**文本摘录**.

§

英文Influenza源自15世纪意大利,中世纪欧洲医生认为此病源自不利之星象所造成的影响。如今,我们已经知道流感不是星象的杰作,而是一种病毒,只有10个基因,一旦进入宿主的鼻子或者喉咙,就会抓住并侵入呼吸道表面细胞,并利用宿主细胞不断复制自身的遗传物质和蛋白质外壳,而且效率极高。如果你感染了流感,你的呼吸道里每一个被感染的细胞都会制造上万个新病毒。你体内的流感病毒总量会在几天之内增加到100万亿个。这些病毒会不断感染和摧毁更多的呼吸道表面细胞和黏液(病原体的防御机制),就像割草机割草一样。
地球上但凡有冬季的地区都伴随着季节性流感。科学家并不清楚背后的原因,但一种假设认为,低温让病毒更加稳定,再加上干燥、凉爽通风,载满病毒的飞沫可以在空中漂浮很长时间,从而增加它们遇到新宿主的机会。
人类往往低估流感病毒的危险性。我们总以为最大的危险来自那些尚未为人所知的神秘病毒,隐匿在某些非洲丛林里,比如埃博拉病毒,去年仅仅在非洲就杀死了好几百人。埃博拉致命性虽高,却并不具备制造全球性流行病的能力,因为它必须通过体液的亲密接触才能传播。如果不想感染埃博拉,只要不接触患者或者死者的汗液、血液或者身体就行了。
进化生物学家认为,病毒的杀伤力与传播性之间是进化的一种制衡策略。想象一下,一种病原体最大限度地利用宿主资源,制造最多的后代,乍一看是一种进化优势,但到了一定程度就会适得其反,比如性传播的病原体,如果宿主太早失去行动能力,就没法找到新的性伴侣,传递病原体。这可能可以解释为什么性传播疾病一般旷日持久;而通过昆虫传播的病原体,比如疟疾、黄热病等,就没有必要考虑宿主的死活,这可能也是它们一般都非常致命的原因。
自然进化要在二者之间找到平衡,选择那些毒性强到足以产生很多后代,但又不至于破坏它由当前宿主传播到新宿主的机会。流感病毒显然找到了一个极佳的平衡点。它的杀伤力足够强,传播速度又快,范围极广,是世界上唯一一种没有地域限制的病毒,而且,它还能从一个物种跳到另外一个物种。
事实上,所有人类流感病毒最初的传染源头无一例外是鸟类。很多鸟携带病毒,但并不生病。流感并不感染鸟类的呼吸道,而是它们的肝脏,病毒随鸟的排泄物掉入水中,感染前来喝水的其他鸟类。
通过跨物种传播来扩大自己的根据地,这对于病毒维持自己在自然界的一席之地非常重要,但病毒感染一个新的宿主非常难。首先,病毒感染需要能够结合宿主细胞膜表面的受体。不同宿主细胞表面的受体差别很大,病毒想要通过突变,获得结合其他宿主细胞表面受体的能力并不容易。其次,病毒进入宿主细胞后需要利用宿主细胞内的原料来复制自己的基因组和生产病毒粒子所需要的包装材料,这个过程会受到多种宿主因子的限制。最后,病毒感染新的宿主,对于新宿主来说往往是一场灾难。如果缺乏长时间的适应过程,再加上宿主体内往往没有针对这种病毒的抗体,可能会在短时间内导致宿主出现严重症状和死亡,这对于病毒来说也往往意味着终结。

§

**任务列表**.
- 1) 根据流感一文回答以下问题:
(a) 流感病毒有多少个基因?
(b) 埃博拉为何不具备制造全球性流行病的能力?
(c) 流感在鸟类体内感染的是哪个器官?
- 2) 将流感一文中介于“通过跨物种传播来扩大自己的根”与“于病毒来说也往往意味着终结。”之间(含首尾)的部分重写一遍,把其中的“病毒粒子”换成“病毒颗粒”。
- 3) 列出流感一文中所述病毒感染新宿主的全部困难。

**提取的数据记录**.
§

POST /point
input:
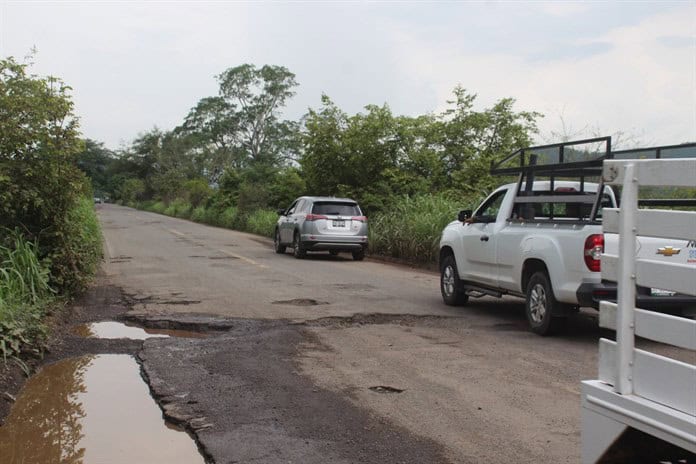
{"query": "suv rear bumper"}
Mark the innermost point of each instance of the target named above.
(590, 294)
(325, 243)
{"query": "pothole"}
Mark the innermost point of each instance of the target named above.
(301, 302)
(356, 287)
(385, 389)
(92, 409)
(116, 330)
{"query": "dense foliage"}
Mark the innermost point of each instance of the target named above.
(50, 241)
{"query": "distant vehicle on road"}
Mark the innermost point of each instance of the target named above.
(322, 224)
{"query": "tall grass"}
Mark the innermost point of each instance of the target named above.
(24, 295)
(262, 222)
(410, 228)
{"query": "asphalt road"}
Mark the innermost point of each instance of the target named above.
(331, 360)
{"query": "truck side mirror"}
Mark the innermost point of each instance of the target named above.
(464, 215)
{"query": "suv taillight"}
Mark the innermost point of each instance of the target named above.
(315, 217)
(594, 247)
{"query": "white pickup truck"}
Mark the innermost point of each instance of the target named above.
(542, 240)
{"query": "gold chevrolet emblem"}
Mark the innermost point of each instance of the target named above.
(668, 251)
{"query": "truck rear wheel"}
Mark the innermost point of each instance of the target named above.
(450, 285)
(541, 306)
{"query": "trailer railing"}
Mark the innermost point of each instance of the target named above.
(639, 393)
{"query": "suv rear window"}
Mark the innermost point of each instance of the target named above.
(336, 209)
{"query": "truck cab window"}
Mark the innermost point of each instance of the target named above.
(488, 212)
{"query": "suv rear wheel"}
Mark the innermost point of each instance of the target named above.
(297, 249)
(277, 246)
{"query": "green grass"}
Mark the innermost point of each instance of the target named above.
(262, 222)
(24, 296)
(411, 227)
(27, 280)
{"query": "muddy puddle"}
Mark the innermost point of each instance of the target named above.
(110, 329)
(89, 410)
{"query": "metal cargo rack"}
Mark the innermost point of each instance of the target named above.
(578, 161)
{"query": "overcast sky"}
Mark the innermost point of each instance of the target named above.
(612, 66)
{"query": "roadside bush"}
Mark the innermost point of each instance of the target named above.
(229, 218)
(410, 228)
(158, 207)
(198, 214)
(212, 215)
(179, 208)
(262, 222)
(75, 261)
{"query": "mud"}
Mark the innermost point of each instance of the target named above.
(238, 392)
(254, 407)
(91, 409)
(115, 330)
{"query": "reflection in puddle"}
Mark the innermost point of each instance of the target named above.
(93, 409)
(112, 329)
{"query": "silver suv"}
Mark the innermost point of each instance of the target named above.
(322, 224)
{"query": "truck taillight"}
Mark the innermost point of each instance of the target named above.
(594, 247)
(315, 217)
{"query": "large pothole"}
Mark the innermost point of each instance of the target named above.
(116, 330)
(89, 410)
(301, 302)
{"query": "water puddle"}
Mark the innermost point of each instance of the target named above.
(89, 410)
(110, 329)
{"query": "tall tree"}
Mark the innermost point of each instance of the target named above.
(39, 143)
(258, 95)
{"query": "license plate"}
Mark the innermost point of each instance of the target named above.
(660, 292)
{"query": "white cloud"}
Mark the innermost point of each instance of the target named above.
(135, 65)
(638, 84)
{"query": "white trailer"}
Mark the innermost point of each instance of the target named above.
(642, 407)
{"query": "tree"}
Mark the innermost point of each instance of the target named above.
(257, 95)
(94, 160)
(39, 143)
(470, 140)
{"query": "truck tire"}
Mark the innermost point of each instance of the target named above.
(297, 249)
(450, 285)
(541, 307)
(277, 246)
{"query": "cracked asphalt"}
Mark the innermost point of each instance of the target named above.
(330, 360)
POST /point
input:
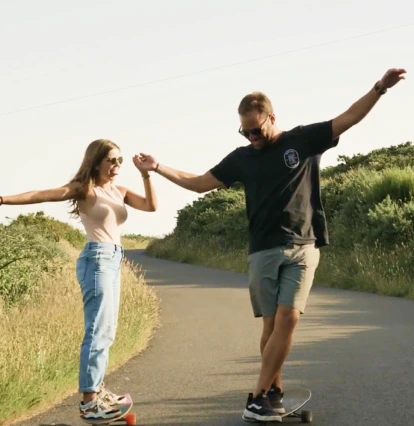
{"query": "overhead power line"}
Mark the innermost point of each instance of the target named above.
(147, 83)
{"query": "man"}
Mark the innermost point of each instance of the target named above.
(280, 173)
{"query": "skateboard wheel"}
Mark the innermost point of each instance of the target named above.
(131, 419)
(306, 416)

§

**各题解答**.
- 1)
(a) 10个。
(b) 因为它必须通过体液的亲密接触才能传播。
(c) 肝脏。

- 2)
通过跨物种传播来扩大自己的根据地,这对于病毒维持自己在自然界的一席之地非常重要,但病毒感染一个新的宿主非常难。首先,病毒感染需要能够结合宿主细胞膜表面的受体。不同宿主细胞表面的受体差别很大,病毒想要通过突变,获得结合其他宿主细胞表面受体的能力并不容易。其次,病毒进入宿主细胞后需要利用宿主细胞内的原料来复制自己的基因组和生产病毒颗粒所需要的包装材料,这个过程会受到多种宿主因子的限制。最后,病毒感染新的宿主,对于新宿主来说往往是一场灾难。如果缺乏长时间的适应过程,再加上宿主体内往往没有针对这种病毒的抗体,可能会在短时间内导致宿主出现严重症状和死亡,这对于病毒来说也往往意味着终结。

- 3)
- 病毒感染需要能够结合宿主细胞膜表面的受体,而不同宿主细胞表面的受体差别很大,病毒通过突变获得结合其他宿主细胞表面受体的能力并不容易。
- 病毒进入宿主细胞后复制基因组和生产包装材料的过程会受到多种宿主因子的限制。
- 病毒感染新的宿主对新宿主往往是一场灾难,可能在短时间内导致宿主出现严重症状和死亡,这对病毒来说也往往意味着终结。